** BEGIN Article **
Bug #81196 | Connector/J Not Following Database character set | ||
---|---|---|---|
Submitted: | 26 Apr 2016 1:40 | Modified: | 9 Aug 2018 14:50 |
Reporter: | Jason Hunter | Email Updates: | |
Status: | Closed | Impact on me: | |
Category: | Connector / J | Severity: | S2 (Serious) |
Version: | 5.1.38+ | OS: | Any |
Assigned to: | CPU Architecture: | Any | |
Tags: | utf8mb4 |
[26 Apr 2016 1:40]
Jason Hunter
[29 Apr 2016 11:50]
Chiranjeevi Battula
Hello Jason Hunter, Thank you for the bug report. I could not repeat the issue at our end using with "SET NAMES" and Connector / J 5.1.38. Please see attached sample test case. Thanks, Chiranjeevi.
[29 Apr 2016 11:51]
Chiranjeevi Battula
test case
Attachment: 81196.java (text/x-java), 1.01 KiB.
** END Article **
** BEGIN Extracted information **
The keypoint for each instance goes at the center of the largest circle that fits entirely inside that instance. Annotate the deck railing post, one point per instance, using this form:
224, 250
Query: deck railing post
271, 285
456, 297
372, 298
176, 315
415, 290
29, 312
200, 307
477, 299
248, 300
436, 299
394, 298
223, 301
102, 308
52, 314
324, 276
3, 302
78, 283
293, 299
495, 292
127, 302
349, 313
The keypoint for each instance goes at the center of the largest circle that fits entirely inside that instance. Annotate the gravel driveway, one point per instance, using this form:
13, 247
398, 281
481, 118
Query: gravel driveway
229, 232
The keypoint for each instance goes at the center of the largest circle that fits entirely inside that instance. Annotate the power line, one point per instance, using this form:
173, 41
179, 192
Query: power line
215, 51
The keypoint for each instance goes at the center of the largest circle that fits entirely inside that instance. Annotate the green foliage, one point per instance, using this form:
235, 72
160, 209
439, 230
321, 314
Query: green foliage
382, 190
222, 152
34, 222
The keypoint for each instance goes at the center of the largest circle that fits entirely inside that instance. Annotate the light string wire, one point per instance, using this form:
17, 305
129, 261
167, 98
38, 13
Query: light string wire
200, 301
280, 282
** END Extracted information **
• Task requirements:
(a) Retype the bug report, everything from "Bug #81196 |" down to "case. Thanks, Chiranjeevi.".
(b) Answer these questions from the bug report:
(i) What severity is the bug given?
(ii) Which Connector/J version was used in the attempt to repeat the issue?
(iii) What is the file name of the attachment?
The records were taken from a separate source.

• Solution set:
(a)
Bug #81196 | Connector/J Not Following Database character set | ||
---|---|---|---|
Submitted: | 26 Apr 2016 1:40 | Modified: | 9 Aug 2018 14:50 |
Reporter: | Jason Hunter | Email Updates: | |
Status: | Closed | Impact on me: | |
Category: | Connector / J | Severity: | S2 (Serious) |
Version: | 5.1.38+ | OS: | Any |
Assigned to: | CPU Architecture: | Any | |
Tags: | utf8mb4 |
[26 Apr 2016 1:40]
Jason Hunter
[29 Apr 2016 11:50]
Chiranjeevi Battula
Hello Jason Hunter, Thank you for the bug report. I could not repeat the issue at our end using with "SET NAMES" and Connector / J 5.1.38. Please see attached sample test case. Thanks, Chiranjeevi.

(b)
(i) S2 (Serious)
(ii) Connector/J 5.1.38
(iii) 81196.java